Extract to read:
BSOD ntoskrnl.exe very often

Jan 25, 2019
3
0
10
right so I’ve had this new pc for a couple of months now cost me a grand so I’m a bit in distress lol, it was all fine until a couple of weeks ago when I started playing fortnite and the forest, they both seemed to cause this crash multiple times about every half hour to an hour, then i tried what others had suggested and ended up deleting my antivirus as Avast is known to conflict with many programmes. that worked for a few days and now they are back, at this point i honestly have no clue what to do so any help would be very much appreciated.
Mini dump for blue screen - https://drive.google.com/file/d/1HYNtwn8EMUqLYlZhC13UfOoFutaBirsn/view?ths=true
d
 
Jan 25, 2019
3
0
10


i have run a memtest and nothing came back
On Fri 25/01/2019 19:03:16 your computer crashed or a problem was reported
crash dump file: C:\WINDOWS\Minidump\012519-6531-01.dmp
This was probably caused by the following module: ntoskrnl.exe (nt+0x1B1B40)
Bugcheck code: 0x3B (0xC000001D, 0xFFFFF80219179446, 0xFFFF8280DC594480, 0x0)
Error: SYSTEM_SERVICE_EXCEPTION
file path: C:\WINDOWS\system32\ntoskrnl.exe
product: Microsoft® Windows® Operating System
company: Microsoft Corporation
description: NT Kernel & System
Bug check description: This indicates that an exception happened while executing a routine that transitions from non-privileged code to privileged code.
This appears to be a typical software driver bug and is not likely to be caused by a hardware problem.
The crash took place in the Windows kernel. Possibly this problem is caused by another driver that cannot be identified at this time.



On Thu 24/01/2019 20:40:05 your computer crashed or a problem was reported
crash dump file: C:\WINDOWS\Minidump\012419-6343-01.dmp
This was probably caused by the following module: ntoskrnl.exe (nt+0x1B1B40)
Bugcheck code: 0x3B (0x80000003, 0xFFFFF80017A85945, 0xFFFF9307B4604590, 0x0)
Error: SYSTEM_SERVICE_EXCEPTION
file path: C:\WINDOWS\system32\ntoskrnl.exe
product: Microsoft® Windows® Operating System
company: Microsoft Corporation
description: NT Kernel & System
Bug check description: This indicates that an exception happened while executing a routine that transitions from non-privileged code to privileged code.

Supplied entries:
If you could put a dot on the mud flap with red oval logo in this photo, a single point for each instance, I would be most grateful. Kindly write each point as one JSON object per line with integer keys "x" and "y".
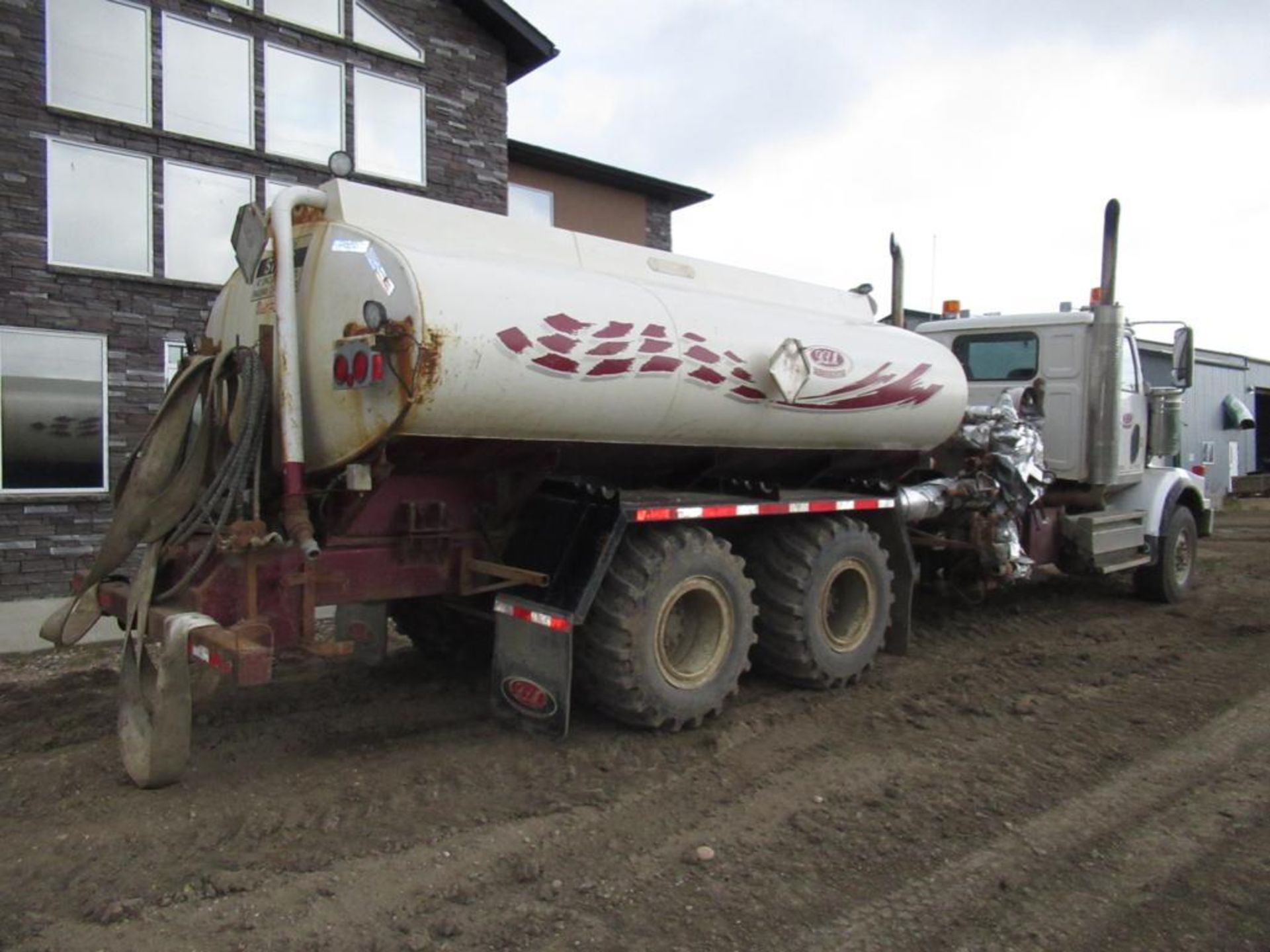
{"x": 532, "y": 666}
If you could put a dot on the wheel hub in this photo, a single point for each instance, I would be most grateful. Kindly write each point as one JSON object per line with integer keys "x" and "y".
{"x": 849, "y": 603}
{"x": 694, "y": 633}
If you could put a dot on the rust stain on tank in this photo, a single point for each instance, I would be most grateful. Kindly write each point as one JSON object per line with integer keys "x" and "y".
{"x": 429, "y": 371}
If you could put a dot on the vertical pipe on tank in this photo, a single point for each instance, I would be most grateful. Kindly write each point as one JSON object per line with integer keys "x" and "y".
{"x": 897, "y": 284}
{"x": 1105, "y": 354}
{"x": 295, "y": 509}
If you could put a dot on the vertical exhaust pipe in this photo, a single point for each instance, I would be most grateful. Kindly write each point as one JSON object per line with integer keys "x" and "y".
{"x": 897, "y": 284}
{"x": 1105, "y": 354}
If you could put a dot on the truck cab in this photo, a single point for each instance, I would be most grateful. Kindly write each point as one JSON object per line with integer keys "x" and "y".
{"x": 1006, "y": 352}
{"x": 1109, "y": 438}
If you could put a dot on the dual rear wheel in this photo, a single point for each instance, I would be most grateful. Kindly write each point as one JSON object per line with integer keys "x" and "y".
{"x": 679, "y": 614}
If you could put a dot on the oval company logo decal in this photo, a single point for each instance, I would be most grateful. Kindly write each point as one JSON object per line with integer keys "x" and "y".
{"x": 827, "y": 362}
{"x": 529, "y": 696}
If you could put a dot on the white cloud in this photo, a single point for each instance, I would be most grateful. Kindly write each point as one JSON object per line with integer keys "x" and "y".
{"x": 1001, "y": 131}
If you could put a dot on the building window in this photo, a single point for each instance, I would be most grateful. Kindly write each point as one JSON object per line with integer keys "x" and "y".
{"x": 98, "y": 208}
{"x": 272, "y": 190}
{"x": 198, "y": 211}
{"x": 530, "y": 204}
{"x": 1010, "y": 356}
{"x": 207, "y": 88}
{"x": 52, "y": 412}
{"x": 304, "y": 106}
{"x": 389, "y": 127}
{"x": 173, "y": 353}
{"x": 99, "y": 59}
{"x": 321, "y": 16}
{"x": 368, "y": 30}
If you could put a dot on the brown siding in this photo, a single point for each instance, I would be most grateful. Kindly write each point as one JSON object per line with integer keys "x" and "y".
{"x": 587, "y": 207}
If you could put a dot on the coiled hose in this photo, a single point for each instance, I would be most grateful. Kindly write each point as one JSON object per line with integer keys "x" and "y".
{"x": 222, "y": 499}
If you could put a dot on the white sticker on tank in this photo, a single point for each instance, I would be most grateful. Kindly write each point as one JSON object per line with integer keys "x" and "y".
{"x": 353, "y": 245}
{"x": 385, "y": 281}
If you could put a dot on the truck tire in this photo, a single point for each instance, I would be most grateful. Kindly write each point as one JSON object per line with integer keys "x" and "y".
{"x": 669, "y": 633}
{"x": 443, "y": 633}
{"x": 825, "y": 594}
{"x": 1175, "y": 564}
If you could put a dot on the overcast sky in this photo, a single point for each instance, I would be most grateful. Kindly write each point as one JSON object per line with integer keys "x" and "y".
{"x": 987, "y": 134}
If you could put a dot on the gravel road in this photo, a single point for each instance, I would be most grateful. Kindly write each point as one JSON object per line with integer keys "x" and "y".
{"x": 1064, "y": 768}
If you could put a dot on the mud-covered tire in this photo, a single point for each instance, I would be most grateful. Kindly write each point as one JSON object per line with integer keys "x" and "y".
{"x": 825, "y": 594}
{"x": 669, "y": 633}
{"x": 444, "y": 633}
{"x": 1174, "y": 569}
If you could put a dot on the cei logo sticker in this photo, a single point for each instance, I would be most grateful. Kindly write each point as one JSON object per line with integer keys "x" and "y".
{"x": 827, "y": 361}
{"x": 530, "y": 697}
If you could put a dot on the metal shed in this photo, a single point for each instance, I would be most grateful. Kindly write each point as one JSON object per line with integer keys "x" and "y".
{"x": 1210, "y": 437}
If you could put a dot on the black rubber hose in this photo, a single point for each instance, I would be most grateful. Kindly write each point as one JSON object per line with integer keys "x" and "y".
{"x": 225, "y": 494}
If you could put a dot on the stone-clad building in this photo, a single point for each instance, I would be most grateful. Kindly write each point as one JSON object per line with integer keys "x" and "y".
{"x": 134, "y": 131}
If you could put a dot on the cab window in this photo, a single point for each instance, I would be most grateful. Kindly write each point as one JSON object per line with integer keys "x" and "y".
{"x": 1009, "y": 357}
{"x": 1129, "y": 375}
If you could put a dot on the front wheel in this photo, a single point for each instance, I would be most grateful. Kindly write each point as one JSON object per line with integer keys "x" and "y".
{"x": 669, "y": 633}
{"x": 1169, "y": 578}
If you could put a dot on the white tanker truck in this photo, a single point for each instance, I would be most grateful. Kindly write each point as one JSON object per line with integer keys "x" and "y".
{"x": 648, "y": 470}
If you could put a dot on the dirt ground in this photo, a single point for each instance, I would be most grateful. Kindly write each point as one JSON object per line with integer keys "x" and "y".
{"x": 1064, "y": 768}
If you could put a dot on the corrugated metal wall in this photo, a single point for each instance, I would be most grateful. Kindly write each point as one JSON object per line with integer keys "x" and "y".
{"x": 1203, "y": 422}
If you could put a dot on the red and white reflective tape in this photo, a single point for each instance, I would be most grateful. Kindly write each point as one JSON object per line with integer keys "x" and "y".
{"x": 546, "y": 619}
{"x": 215, "y": 659}
{"x": 728, "y": 512}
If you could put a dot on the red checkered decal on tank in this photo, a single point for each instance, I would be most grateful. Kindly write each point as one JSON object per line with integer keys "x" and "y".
{"x": 593, "y": 350}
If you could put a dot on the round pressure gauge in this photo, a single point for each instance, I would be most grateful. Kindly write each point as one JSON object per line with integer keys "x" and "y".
{"x": 341, "y": 164}
{"x": 375, "y": 315}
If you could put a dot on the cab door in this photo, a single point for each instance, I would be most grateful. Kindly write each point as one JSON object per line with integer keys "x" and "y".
{"x": 1132, "y": 459}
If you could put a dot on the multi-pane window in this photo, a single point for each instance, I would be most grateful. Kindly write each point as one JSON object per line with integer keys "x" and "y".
{"x": 389, "y": 127}
{"x": 99, "y": 59}
{"x": 98, "y": 208}
{"x": 304, "y": 104}
{"x": 198, "y": 211}
{"x": 530, "y": 204}
{"x": 207, "y": 89}
{"x": 52, "y": 412}
{"x": 368, "y": 30}
{"x": 323, "y": 16}
{"x": 173, "y": 353}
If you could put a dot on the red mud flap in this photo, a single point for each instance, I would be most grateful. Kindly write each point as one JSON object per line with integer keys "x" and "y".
{"x": 532, "y": 669}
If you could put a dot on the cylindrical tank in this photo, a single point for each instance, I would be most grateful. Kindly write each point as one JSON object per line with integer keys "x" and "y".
{"x": 527, "y": 333}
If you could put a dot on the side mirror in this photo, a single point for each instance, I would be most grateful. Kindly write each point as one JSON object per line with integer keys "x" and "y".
{"x": 1184, "y": 357}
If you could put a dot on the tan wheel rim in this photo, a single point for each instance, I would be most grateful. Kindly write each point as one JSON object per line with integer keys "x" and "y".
{"x": 694, "y": 633}
{"x": 1181, "y": 559}
{"x": 849, "y": 604}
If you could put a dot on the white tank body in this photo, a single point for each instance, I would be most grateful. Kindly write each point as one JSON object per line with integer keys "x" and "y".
{"x": 530, "y": 333}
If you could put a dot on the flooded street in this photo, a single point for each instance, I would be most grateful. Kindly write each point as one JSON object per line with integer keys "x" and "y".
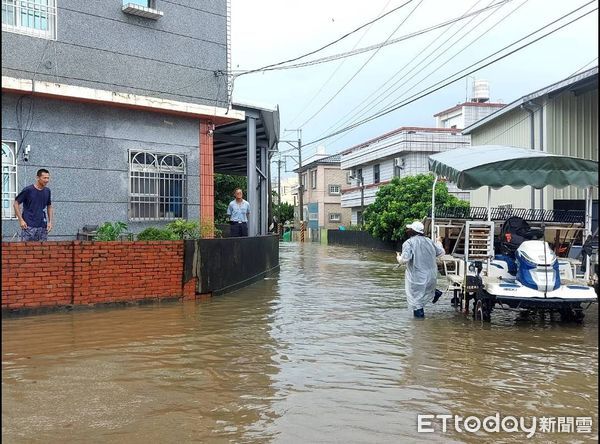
{"x": 326, "y": 351}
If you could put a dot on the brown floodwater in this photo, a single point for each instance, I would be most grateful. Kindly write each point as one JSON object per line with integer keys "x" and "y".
{"x": 326, "y": 351}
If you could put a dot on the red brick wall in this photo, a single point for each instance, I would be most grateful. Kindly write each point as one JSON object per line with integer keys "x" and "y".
{"x": 207, "y": 175}
{"x": 36, "y": 274}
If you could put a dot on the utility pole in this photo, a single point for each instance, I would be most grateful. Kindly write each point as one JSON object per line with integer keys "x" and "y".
{"x": 362, "y": 198}
{"x": 298, "y": 146}
{"x": 279, "y": 190}
{"x": 300, "y": 184}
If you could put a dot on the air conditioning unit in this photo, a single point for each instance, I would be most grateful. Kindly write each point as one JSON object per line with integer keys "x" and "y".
{"x": 399, "y": 162}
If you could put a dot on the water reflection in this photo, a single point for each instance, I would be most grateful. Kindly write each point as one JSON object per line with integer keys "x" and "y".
{"x": 325, "y": 352}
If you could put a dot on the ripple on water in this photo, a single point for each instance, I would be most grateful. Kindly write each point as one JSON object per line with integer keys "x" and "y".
{"x": 326, "y": 351}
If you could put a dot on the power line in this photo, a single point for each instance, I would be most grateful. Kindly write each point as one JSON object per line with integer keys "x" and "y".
{"x": 208, "y": 99}
{"x": 449, "y": 59}
{"x": 195, "y": 9}
{"x": 358, "y": 112}
{"x": 325, "y": 46}
{"x": 422, "y": 93}
{"x": 142, "y": 26}
{"x": 359, "y": 69}
{"x": 334, "y": 71}
{"x": 375, "y": 46}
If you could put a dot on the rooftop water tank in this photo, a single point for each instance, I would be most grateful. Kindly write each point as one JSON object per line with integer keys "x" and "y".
{"x": 481, "y": 91}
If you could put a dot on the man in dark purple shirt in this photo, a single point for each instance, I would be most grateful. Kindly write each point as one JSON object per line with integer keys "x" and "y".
{"x": 34, "y": 221}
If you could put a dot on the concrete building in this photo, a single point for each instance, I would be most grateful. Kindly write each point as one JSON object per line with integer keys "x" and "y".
{"x": 322, "y": 181}
{"x": 561, "y": 118}
{"x": 405, "y": 151}
{"x": 289, "y": 190}
{"x": 399, "y": 153}
{"x": 96, "y": 93}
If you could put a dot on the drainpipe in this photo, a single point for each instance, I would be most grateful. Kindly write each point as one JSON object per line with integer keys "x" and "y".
{"x": 528, "y": 107}
{"x": 541, "y": 108}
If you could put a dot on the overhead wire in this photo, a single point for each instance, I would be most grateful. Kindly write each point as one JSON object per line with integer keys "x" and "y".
{"x": 359, "y": 69}
{"x": 449, "y": 80}
{"x": 339, "y": 39}
{"x": 356, "y": 112}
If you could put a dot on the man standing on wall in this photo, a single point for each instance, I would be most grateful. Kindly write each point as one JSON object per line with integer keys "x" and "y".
{"x": 238, "y": 211}
{"x": 34, "y": 221}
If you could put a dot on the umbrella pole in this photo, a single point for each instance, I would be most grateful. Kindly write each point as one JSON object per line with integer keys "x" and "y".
{"x": 588, "y": 228}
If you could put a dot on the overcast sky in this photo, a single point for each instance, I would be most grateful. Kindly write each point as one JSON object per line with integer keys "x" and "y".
{"x": 270, "y": 31}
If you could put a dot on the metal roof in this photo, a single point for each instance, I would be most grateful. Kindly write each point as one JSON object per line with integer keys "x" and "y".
{"x": 329, "y": 160}
{"x": 230, "y": 141}
{"x": 578, "y": 83}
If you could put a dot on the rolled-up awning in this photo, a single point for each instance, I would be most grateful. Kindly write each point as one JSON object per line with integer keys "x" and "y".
{"x": 499, "y": 165}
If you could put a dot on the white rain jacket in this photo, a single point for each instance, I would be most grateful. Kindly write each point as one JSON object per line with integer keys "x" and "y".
{"x": 419, "y": 253}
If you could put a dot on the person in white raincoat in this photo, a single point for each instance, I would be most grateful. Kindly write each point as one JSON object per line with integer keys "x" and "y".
{"x": 419, "y": 253}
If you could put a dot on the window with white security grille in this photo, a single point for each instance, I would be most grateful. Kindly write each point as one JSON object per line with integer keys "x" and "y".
{"x": 157, "y": 186}
{"x": 36, "y": 18}
{"x": 9, "y": 178}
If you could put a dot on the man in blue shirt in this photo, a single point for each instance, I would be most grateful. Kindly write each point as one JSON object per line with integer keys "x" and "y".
{"x": 238, "y": 211}
{"x": 34, "y": 221}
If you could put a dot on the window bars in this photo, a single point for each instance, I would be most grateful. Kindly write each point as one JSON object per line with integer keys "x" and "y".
{"x": 36, "y": 18}
{"x": 9, "y": 179}
{"x": 157, "y": 186}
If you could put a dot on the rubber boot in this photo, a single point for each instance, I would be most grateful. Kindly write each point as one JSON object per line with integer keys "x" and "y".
{"x": 419, "y": 313}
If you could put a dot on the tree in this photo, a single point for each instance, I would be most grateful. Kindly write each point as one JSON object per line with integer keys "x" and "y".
{"x": 403, "y": 201}
{"x": 225, "y": 185}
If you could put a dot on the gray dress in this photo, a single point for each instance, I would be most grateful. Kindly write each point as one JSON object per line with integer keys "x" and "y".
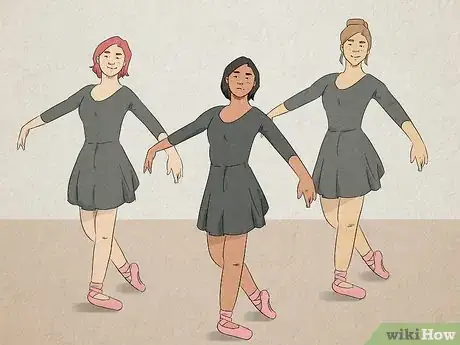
{"x": 347, "y": 164}
{"x": 103, "y": 177}
{"x": 233, "y": 202}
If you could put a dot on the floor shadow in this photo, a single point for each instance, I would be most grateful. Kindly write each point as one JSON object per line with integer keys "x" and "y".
{"x": 89, "y": 308}
{"x": 216, "y": 336}
{"x": 255, "y": 316}
{"x": 126, "y": 288}
{"x": 330, "y": 296}
{"x": 370, "y": 277}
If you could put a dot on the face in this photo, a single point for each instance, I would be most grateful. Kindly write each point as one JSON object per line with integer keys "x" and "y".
{"x": 112, "y": 60}
{"x": 241, "y": 81}
{"x": 355, "y": 49}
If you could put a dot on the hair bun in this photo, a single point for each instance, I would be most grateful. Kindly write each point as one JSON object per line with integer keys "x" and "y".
{"x": 357, "y": 21}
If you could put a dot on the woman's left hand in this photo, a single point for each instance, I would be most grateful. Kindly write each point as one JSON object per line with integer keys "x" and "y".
{"x": 307, "y": 189}
{"x": 419, "y": 154}
{"x": 174, "y": 166}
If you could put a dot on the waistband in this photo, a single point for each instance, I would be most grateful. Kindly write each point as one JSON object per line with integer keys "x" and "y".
{"x": 229, "y": 165}
{"x": 92, "y": 142}
{"x": 334, "y": 130}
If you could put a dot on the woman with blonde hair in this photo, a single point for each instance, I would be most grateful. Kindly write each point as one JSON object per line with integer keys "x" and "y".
{"x": 348, "y": 167}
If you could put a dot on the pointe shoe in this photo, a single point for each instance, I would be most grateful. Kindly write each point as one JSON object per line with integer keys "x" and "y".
{"x": 352, "y": 291}
{"x": 261, "y": 300}
{"x": 237, "y": 331}
{"x": 131, "y": 273}
{"x": 374, "y": 259}
{"x": 107, "y": 302}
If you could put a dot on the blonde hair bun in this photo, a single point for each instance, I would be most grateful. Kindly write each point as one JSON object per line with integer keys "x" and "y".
{"x": 356, "y": 21}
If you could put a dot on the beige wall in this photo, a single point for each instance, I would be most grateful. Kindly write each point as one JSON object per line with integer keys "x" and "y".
{"x": 179, "y": 51}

Exercise tasks:
(1) Please echo the forum post about blue screen crashes word for word from "Mini dump for" through "0xFFFFF80219179446, 0xFFFF8280DC594480, 0x0)". Begin at the words that have "Mini dump for" and stop after "0xFFFFF80219179446, 0xFFFF8280DC594480, 0x0)".
(2) Answer these questions using the forum post about blue screen crashes:
(a) Which two games does the poster say seemed to cause the crash?
(b) Which antivirus did the poster delete?
(c) What error is listed for the crash on Thu 24/01/2019?
(3) Pick up the forum post about blue screen crashes after its last sentence and continue it.

Outputs in order:
(1)
Mini dump for blue screen - https://drive.google.com/file/d/1HYNtwn8EMUqLYlZhC13UfOoFutaBirsn/view?ths=true
d
 
Jan 25, 2019
3
0
10


i have run a memtest and nothing came back
On Fri 25/01/2019 19:03:16 your computer crashed or a problem was reported
crash dump file: C:\WINDOWS\Minidump\012519-6531-01.dmp
This was probably caused by the following module: ntoskrnl.exe (nt+0x1B1B40)
Bugcheck code: 0x3B (0xC000001D, 0xFFFFF80219179446, 0xFFFF8280DC594480, 0x0)

(2)
(a) Fortnite and The Forest.
(b) Avast.
(c) SYSTEM_SERVICE_EXCEPTION.

(3)
This appears to be a typical software driver bug and is not likely to be caused by a hardware problem.
The crash took place in the Windows kernel. Possibly this problem is caused by another driver that cannot be identified at this time.

 

Tigerhawk30

Distinguished
Dec 16, 2015
221
15
18,765
I would run a deeper, exhausted memtest even though you've already done one. I got a lot of these out of nowhere a few months back. Had four sticks of 8GB RAM; took the first two out and put the second two in place of the first two. Never had that problem again. Turned out one of the first pair of sticks was bad.

It may be a performance hit but if you have two sticks of RAM in your machine, try one then the other to see if either one gives you that BSOD individually. If you have four stick, take out the first pair and put the second pair into the slots of the first pair.

When I was going through this, my IT friend told me in reference to Memtest, "Good luck getting Windows to tell you if there's a problem or which stick is bad!" It did seem to indicate some sector was bad on the second or third pass, but I had to go the physical route to find the issue and which stick it was.
 
Jan 25, 2019
3
0
10

i kinda cant do that as my pc is a pre built and that would most likely fully invalidate my warranty as its messing with the stuff inside, should i just call overclockers and ask?